Records drawn from a dataset
■ ■ ■

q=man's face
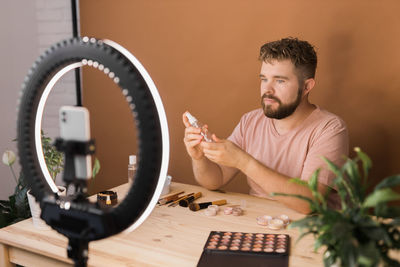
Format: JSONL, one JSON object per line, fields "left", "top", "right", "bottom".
{"left": 259, "top": 60, "right": 304, "bottom": 119}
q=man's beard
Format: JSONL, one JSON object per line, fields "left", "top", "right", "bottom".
{"left": 261, "top": 88, "right": 303, "bottom": 119}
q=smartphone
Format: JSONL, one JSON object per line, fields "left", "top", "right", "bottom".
{"left": 59, "top": 106, "right": 92, "bottom": 179}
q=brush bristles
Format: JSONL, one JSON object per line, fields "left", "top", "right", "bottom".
{"left": 189, "top": 203, "right": 200, "bottom": 211}
{"left": 179, "top": 199, "right": 189, "bottom": 207}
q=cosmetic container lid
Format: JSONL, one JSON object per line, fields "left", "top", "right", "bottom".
{"left": 256, "top": 215, "right": 272, "bottom": 226}
{"left": 278, "top": 214, "right": 290, "bottom": 225}
{"left": 129, "top": 155, "right": 137, "bottom": 165}
{"left": 208, "top": 205, "right": 219, "bottom": 212}
{"left": 205, "top": 208, "right": 217, "bottom": 216}
{"left": 224, "top": 206, "right": 233, "bottom": 215}
{"left": 185, "top": 112, "right": 197, "bottom": 125}
{"left": 268, "top": 218, "right": 284, "bottom": 230}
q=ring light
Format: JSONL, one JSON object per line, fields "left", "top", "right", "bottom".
{"left": 17, "top": 37, "right": 170, "bottom": 266}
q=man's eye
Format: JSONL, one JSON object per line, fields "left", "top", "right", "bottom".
{"left": 276, "top": 80, "right": 285, "bottom": 84}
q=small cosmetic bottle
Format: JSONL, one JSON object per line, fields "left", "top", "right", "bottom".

■ ■ ■

Description of the task: When an image appears in the data, skip it and output the rest exactly.

Task response:
q=man's face
Format: JSONL, one JSON object per line, fields "left", "top", "right", "bottom".
{"left": 259, "top": 60, "right": 304, "bottom": 119}
q=man's beard
Format: JSONL, one JSON object per line, fields "left", "top", "right", "bottom".
{"left": 261, "top": 88, "right": 303, "bottom": 119}
q=smartphone
Format: JSONL, one JSON object per line, fields "left", "top", "right", "bottom".
{"left": 59, "top": 106, "right": 92, "bottom": 179}
q=brush bristles
Format: JSONL, one JSON object per line, fields "left", "top", "right", "bottom".
{"left": 189, "top": 203, "right": 200, "bottom": 211}
{"left": 179, "top": 199, "right": 189, "bottom": 207}
q=cosmetic container lid
Format: JSONL, one JSON object per line, fields "left", "top", "right", "bottom".
{"left": 256, "top": 215, "right": 272, "bottom": 226}
{"left": 278, "top": 214, "right": 290, "bottom": 225}
{"left": 129, "top": 155, "right": 137, "bottom": 165}
{"left": 208, "top": 205, "right": 219, "bottom": 212}
{"left": 205, "top": 208, "right": 217, "bottom": 216}
{"left": 224, "top": 206, "right": 233, "bottom": 215}
{"left": 185, "top": 112, "right": 197, "bottom": 125}
{"left": 268, "top": 218, "right": 284, "bottom": 230}
q=ring light
Format: JSONL, one JSON object per line, fields "left", "top", "right", "bottom".
{"left": 17, "top": 37, "right": 170, "bottom": 266}
q=man's eye
Format: JSONL, one JSON object per line, fields "left", "top", "right", "bottom".
{"left": 276, "top": 80, "right": 285, "bottom": 84}
q=small cosmetic bottle
Format: JSONL, one JSON object per line, fields "left", "top", "right", "bottom".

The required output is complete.